■ Directions ■
Go line by line through the listing below and copy those that hold "water".

■ ■ ■ ■ ■ ■ ■

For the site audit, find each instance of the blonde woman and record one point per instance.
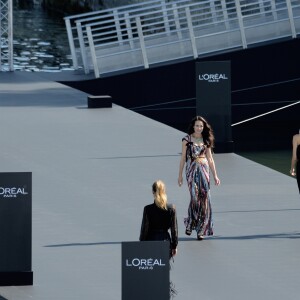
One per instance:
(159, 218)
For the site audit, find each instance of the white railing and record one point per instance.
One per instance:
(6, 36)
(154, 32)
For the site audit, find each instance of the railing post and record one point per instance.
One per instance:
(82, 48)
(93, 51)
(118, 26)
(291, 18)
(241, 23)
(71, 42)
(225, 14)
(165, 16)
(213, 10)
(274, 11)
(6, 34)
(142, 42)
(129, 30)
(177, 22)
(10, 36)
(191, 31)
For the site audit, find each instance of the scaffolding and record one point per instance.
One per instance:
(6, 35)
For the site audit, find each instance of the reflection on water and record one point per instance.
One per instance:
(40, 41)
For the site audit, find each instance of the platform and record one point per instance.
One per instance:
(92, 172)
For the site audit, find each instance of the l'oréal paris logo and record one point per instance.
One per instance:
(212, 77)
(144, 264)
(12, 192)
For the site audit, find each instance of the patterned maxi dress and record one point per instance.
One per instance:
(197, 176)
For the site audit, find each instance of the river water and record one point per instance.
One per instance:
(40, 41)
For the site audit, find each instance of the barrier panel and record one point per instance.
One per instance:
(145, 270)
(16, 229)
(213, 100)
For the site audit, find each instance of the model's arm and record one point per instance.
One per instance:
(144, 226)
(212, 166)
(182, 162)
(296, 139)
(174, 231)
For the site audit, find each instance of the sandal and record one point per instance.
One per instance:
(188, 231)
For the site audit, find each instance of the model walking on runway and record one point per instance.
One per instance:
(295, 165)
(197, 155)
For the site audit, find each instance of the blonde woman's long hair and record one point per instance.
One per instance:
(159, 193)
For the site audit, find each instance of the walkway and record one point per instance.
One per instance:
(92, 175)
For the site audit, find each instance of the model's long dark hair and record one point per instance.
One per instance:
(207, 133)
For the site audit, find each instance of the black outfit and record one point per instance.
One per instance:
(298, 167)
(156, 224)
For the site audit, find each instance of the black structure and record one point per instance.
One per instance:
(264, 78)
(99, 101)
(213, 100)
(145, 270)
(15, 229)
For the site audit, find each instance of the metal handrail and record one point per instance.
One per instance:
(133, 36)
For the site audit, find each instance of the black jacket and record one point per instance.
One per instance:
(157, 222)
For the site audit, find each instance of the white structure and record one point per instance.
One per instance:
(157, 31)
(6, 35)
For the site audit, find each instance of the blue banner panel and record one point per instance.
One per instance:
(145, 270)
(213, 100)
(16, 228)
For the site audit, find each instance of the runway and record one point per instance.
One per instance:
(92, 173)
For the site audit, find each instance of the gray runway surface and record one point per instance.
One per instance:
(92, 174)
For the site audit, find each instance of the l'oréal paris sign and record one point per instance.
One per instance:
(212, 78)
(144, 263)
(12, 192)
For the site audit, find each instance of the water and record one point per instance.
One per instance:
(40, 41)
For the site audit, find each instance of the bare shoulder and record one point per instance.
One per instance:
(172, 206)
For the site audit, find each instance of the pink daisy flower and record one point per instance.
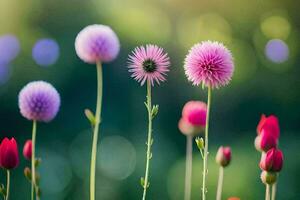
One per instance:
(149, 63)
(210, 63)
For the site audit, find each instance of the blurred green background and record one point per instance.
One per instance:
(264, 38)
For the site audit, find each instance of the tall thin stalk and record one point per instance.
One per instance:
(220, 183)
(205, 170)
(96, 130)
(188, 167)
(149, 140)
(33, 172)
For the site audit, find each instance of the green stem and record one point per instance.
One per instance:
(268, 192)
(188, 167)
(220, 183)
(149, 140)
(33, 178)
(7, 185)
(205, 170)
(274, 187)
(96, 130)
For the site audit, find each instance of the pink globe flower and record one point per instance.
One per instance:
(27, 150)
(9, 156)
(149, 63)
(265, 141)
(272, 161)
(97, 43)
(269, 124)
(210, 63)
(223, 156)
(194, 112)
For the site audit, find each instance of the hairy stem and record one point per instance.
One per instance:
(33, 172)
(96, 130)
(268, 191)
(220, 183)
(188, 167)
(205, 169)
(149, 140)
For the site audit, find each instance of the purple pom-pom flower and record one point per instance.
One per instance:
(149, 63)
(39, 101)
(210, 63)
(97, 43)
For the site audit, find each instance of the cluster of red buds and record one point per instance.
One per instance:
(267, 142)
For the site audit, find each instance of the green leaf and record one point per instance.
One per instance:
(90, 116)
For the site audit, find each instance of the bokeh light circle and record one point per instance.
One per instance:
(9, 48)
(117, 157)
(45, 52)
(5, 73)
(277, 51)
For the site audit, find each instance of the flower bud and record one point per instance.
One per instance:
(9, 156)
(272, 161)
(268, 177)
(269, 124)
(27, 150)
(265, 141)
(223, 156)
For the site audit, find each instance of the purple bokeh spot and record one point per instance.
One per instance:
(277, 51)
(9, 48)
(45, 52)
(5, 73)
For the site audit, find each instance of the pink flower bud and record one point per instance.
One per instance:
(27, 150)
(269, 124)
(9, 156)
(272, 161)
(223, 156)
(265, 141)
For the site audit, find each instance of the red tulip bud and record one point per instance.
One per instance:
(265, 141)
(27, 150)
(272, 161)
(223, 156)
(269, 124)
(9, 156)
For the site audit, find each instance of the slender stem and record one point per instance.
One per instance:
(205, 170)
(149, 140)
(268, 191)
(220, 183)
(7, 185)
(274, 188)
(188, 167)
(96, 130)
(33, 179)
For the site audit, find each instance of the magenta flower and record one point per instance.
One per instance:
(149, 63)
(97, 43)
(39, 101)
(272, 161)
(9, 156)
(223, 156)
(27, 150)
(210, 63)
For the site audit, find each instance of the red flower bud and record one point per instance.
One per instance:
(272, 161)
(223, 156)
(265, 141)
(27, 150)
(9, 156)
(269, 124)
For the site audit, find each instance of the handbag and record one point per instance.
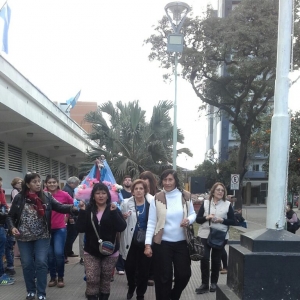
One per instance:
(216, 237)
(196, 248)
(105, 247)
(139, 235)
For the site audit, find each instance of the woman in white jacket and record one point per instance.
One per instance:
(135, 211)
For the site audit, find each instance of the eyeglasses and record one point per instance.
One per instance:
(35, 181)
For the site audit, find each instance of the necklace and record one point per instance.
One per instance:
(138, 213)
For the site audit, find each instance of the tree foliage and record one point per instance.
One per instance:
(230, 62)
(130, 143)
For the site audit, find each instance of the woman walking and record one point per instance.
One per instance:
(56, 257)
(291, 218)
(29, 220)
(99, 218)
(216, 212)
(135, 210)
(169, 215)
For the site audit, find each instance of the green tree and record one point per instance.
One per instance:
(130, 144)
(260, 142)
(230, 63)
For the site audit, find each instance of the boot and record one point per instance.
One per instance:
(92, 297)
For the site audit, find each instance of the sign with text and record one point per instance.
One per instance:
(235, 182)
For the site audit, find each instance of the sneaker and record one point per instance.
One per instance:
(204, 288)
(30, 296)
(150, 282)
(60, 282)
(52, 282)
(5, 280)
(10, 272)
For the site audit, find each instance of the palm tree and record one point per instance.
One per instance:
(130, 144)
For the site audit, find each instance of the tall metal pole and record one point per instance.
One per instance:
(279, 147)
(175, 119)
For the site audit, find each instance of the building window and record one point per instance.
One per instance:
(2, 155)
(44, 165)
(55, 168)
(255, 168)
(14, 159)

■ ■ ■ ■ ■ ■ ■

■ Exercise output ■
For the site audit, find each instance of the reflection on water and record one point per instance.
For the site audit, find each instance of the river water and record one point per instance.
For the site audit, find each instance of the water and record one point per instance.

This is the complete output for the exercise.